Derek Doneen’s Kailash and Talal Derki’s Of Fathers and Sons were among the top documentary winners at the 2018 Sundance Film Festival.
The festival’s awards ceremony took place Saturday (Jan. 27), with host Jason Mantzoukas and jurors presenting 28 prizes for feature filmmaking in Park City, Utah.
Doneen picked up the U.S. Grand Jury Prize for his film Kailash (pictured), which tells the story of Kaliash Satyarthi, a young man who promised himself that he would end child slavery during his lifetime.
Of Fathers and Sons, meanwhile, was given the Grand Jury Prize for World Cinema Documentary. The doc follows director Talal Derki returning to his homeland where he gains the trust of a radical Islamist family, sharing their daily life for over two years.
Elsewhere, the Audience Award in the U.S. Documentary category went to The Sentence from director Rudy Valdez, while the Audience Award in World Cinema Documentary was presented to This Is Home from Alexander Shiva.
The full list of non-fiction winners, with synopses provided by Sundance, follows below:
U.S. Grand Jury Prize: Documentary
Kailash / U.S.A. (Director: Derek Doneen)
As a young man, Kailash Satyarthi promised himself that he would end child slavery in his lifetime. In the decades since, he has rescued more than eighty thousand children and built a global movement. This intimate and suspenseful film follows one man’s journey to do what many believed was impossible.
World Cinema Grand Jury Prize: Documentary
Of Fathers and Sons / Germany, Syria, Lebanon, Qatar (Director: Talal Derki)
Talal Derki returns to his homeland where he gains the trust of a radical Islamist family, sharing their daily life for over two years. His camera focuses on Osama and his younger brother Ayman, providing an extremely rare insight into what it means to grow up in an Islamic Caliphate.
Audience Award: U.S. Documentary
The Sentence/U.S.A. (Director: Rudy Valdez)

++++++++

● Brief 1:
Count the lines of the listing that contain the word "player", with case counting, and give only the number.
The Sundance article above and the listing below come from separate sources.

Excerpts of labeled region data
++++++++

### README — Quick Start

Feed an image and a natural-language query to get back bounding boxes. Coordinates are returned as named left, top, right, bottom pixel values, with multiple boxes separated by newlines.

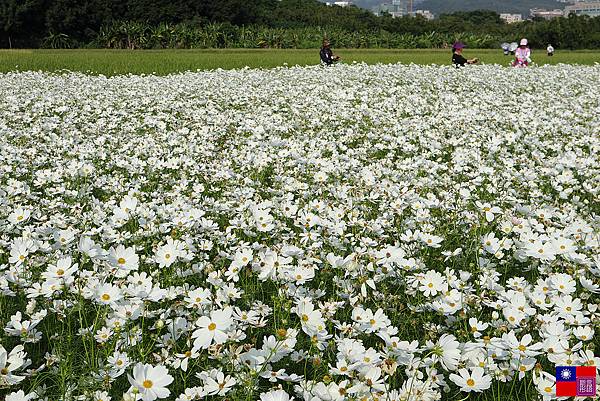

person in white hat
left=513, top=38, right=531, bottom=67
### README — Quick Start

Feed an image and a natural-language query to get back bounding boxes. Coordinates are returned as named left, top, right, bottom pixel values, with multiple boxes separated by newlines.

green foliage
left=0, top=0, right=600, bottom=49
left=0, top=49, right=599, bottom=76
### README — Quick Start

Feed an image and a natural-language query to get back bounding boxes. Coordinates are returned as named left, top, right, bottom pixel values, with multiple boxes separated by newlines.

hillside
left=344, top=0, right=565, bottom=17
left=421, top=0, right=565, bottom=17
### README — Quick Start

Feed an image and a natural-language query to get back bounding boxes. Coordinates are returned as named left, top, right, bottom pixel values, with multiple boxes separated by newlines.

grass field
left=0, top=49, right=600, bottom=75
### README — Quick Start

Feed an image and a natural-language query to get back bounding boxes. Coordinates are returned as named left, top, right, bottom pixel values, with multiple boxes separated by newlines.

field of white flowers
left=0, top=65, right=600, bottom=401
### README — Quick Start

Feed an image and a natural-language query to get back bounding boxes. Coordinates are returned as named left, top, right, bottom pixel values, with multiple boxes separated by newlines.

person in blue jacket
left=319, top=39, right=341, bottom=65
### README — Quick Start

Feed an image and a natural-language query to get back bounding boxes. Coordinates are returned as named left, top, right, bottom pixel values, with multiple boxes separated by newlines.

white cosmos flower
left=192, top=307, right=233, bottom=351
left=450, top=367, right=492, bottom=392
left=0, top=344, right=27, bottom=386
left=108, top=245, right=140, bottom=277
left=260, top=390, right=294, bottom=401
left=7, top=207, right=31, bottom=224
left=127, top=362, right=173, bottom=401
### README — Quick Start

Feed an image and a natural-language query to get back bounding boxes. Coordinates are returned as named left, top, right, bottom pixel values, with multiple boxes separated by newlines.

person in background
left=452, top=42, right=479, bottom=68
left=319, top=39, right=341, bottom=65
left=513, top=38, right=531, bottom=67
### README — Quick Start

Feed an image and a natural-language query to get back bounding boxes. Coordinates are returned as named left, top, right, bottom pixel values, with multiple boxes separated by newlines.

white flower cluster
left=0, top=64, right=600, bottom=401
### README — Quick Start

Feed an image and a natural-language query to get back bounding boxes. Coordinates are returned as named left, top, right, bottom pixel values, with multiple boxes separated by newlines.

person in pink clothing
left=512, top=38, right=531, bottom=67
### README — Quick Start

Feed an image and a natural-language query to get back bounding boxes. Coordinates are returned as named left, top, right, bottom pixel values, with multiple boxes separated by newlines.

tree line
left=0, top=0, right=600, bottom=49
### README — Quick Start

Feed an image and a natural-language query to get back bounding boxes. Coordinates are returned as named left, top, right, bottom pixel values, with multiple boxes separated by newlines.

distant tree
left=0, top=0, right=45, bottom=47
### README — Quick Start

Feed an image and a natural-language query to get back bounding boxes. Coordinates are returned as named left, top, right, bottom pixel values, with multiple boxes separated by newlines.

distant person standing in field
left=513, top=38, right=531, bottom=67
left=452, top=42, right=479, bottom=68
left=320, top=39, right=341, bottom=65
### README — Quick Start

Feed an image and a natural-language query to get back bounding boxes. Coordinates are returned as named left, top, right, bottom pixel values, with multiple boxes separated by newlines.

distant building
left=408, top=10, right=433, bottom=20
left=529, top=8, right=564, bottom=19
left=565, top=1, right=600, bottom=17
left=500, top=14, right=523, bottom=24
left=373, top=0, right=413, bottom=18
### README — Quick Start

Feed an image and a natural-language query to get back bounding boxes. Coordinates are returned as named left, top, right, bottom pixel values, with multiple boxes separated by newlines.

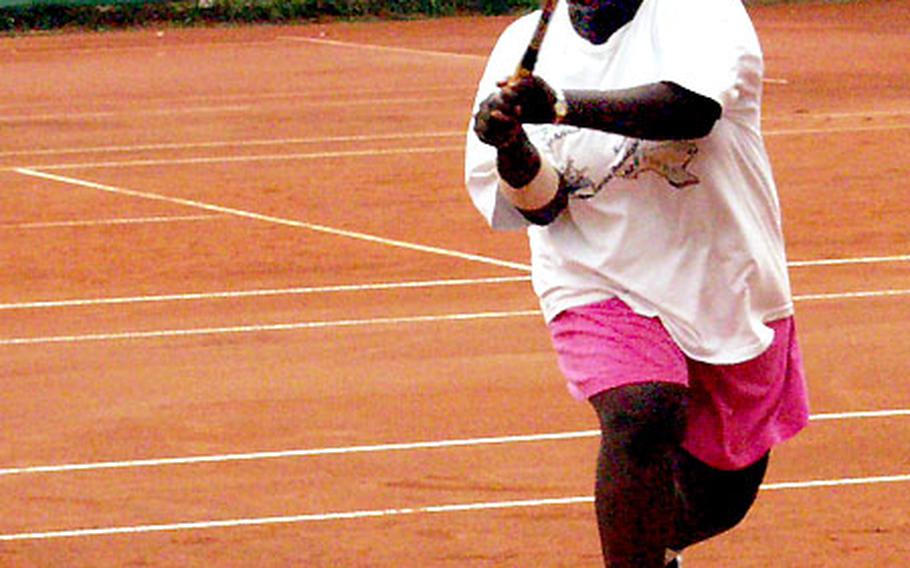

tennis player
left=466, top=0, right=808, bottom=568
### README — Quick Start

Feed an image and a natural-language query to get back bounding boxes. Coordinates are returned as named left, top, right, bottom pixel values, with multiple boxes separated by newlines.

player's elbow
left=665, top=83, right=723, bottom=140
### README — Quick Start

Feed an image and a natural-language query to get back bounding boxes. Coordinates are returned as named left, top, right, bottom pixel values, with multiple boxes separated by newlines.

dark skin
left=475, top=0, right=767, bottom=568
left=474, top=0, right=721, bottom=191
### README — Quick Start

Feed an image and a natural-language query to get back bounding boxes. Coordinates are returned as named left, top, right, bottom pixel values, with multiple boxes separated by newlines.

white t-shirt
left=465, top=0, right=793, bottom=364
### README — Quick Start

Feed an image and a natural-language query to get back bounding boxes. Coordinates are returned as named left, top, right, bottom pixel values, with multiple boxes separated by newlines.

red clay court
left=0, top=0, right=910, bottom=568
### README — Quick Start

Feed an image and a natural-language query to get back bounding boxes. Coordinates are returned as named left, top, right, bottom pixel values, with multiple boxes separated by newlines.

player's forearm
left=562, top=83, right=721, bottom=140
left=497, top=133, right=566, bottom=225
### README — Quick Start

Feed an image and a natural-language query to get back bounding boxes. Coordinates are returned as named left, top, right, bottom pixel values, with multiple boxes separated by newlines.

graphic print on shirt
left=562, top=138, right=701, bottom=199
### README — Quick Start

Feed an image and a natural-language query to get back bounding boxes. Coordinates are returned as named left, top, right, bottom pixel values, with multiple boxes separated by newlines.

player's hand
left=474, top=91, right=524, bottom=149
left=499, top=75, right=556, bottom=124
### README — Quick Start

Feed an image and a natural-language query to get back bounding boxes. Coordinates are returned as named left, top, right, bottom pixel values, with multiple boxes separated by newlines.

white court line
left=12, top=124, right=910, bottom=171
left=14, top=145, right=464, bottom=173
left=0, top=276, right=531, bottom=310
left=764, top=124, right=910, bottom=136
left=278, top=36, right=487, bottom=62
left=0, top=254, right=910, bottom=310
left=0, top=289, right=910, bottom=347
left=0, top=130, right=466, bottom=158
left=0, top=106, right=910, bottom=157
left=0, top=95, right=464, bottom=124
left=0, top=409, right=910, bottom=477
left=0, top=475, right=910, bottom=542
left=0, top=310, right=540, bottom=346
left=0, top=105, right=253, bottom=124
left=0, top=215, right=225, bottom=230
left=787, top=254, right=910, bottom=268
left=8, top=168, right=530, bottom=272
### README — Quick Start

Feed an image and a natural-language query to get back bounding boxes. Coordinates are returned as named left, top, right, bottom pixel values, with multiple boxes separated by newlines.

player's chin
left=569, top=3, right=634, bottom=44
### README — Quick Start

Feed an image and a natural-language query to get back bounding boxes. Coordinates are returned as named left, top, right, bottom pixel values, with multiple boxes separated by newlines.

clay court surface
left=0, top=0, right=910, bottom=568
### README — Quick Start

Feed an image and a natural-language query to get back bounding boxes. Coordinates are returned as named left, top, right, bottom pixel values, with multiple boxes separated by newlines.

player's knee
left=712, top=455, right=768, bottom=531
left=591, top=383, right=686, bottom=462
left=677, top=452, right=768, bottom=548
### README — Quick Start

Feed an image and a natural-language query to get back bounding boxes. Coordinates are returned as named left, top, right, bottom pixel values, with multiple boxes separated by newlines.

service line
left=0, top=408, right=910, bottom=477
left=14, top=168, right=530, bottom=272
left=0, top=289, right=910, bottom=347
left=0, top=474, right=910, bottom=542
left=0, top=255, right=910, bottom=310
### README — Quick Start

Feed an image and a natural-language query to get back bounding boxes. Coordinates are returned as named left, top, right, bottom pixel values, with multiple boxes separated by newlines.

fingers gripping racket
left=512, top=0, right=557, bottom=81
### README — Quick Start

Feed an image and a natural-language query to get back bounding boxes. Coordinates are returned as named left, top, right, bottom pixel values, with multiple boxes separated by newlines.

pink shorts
left=549, top=298, right=809, bottom=470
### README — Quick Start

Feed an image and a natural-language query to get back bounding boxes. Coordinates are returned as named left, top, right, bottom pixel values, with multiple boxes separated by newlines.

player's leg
left=590, top=382, right=687, bottom=568
left=670, top=448, right=769, bottom=550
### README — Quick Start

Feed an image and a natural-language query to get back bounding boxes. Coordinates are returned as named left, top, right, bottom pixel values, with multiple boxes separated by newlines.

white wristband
left=553, top=87, right=569, bottom=124
left=499, top=156, right=559, bottom=211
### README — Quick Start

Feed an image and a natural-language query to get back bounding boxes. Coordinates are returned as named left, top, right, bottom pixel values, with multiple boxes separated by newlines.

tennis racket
left=512, top=0, right=557, bottom=81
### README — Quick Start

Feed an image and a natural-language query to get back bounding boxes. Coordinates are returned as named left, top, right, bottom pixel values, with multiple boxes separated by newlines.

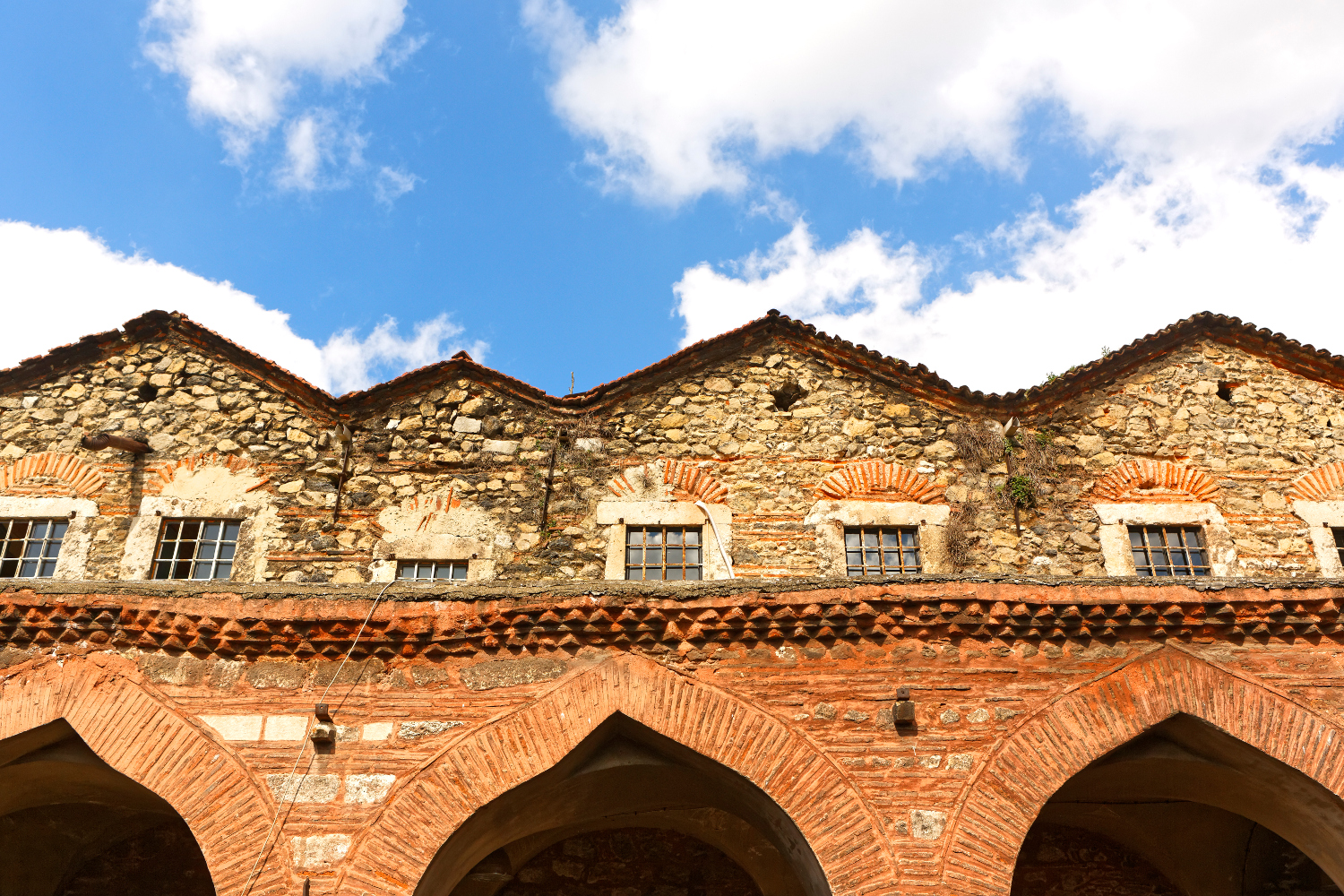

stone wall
left=0, top=315, right=1344, bottom=583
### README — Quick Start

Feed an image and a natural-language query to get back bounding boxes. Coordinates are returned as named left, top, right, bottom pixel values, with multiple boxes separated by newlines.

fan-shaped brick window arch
left=1288, top=461, right=1344, bottom=579
left=804, top=461, right=951, bottom=578
left=1093, top=460, right=1238, bottom=576
left=597, top=458, right=733, bottom=582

++++++++

● Brief 2:
Sum up the Sundance article in two sentences.

● Reply 1:
7

● Reply 2:
At the 2018 Sundance Film Festival, Derek Doneen's Kailash won the U.S. Grand Jury Prize for documentary, and Talal Derki's Of Fathers and Sons won the Grand Jury Prize for World Cinema Documentary. The documentary Audience Awards went to Rudy Valdez's The Sentence in the U.S. category and to Alexander Shiva's This Is Home in World Cinema.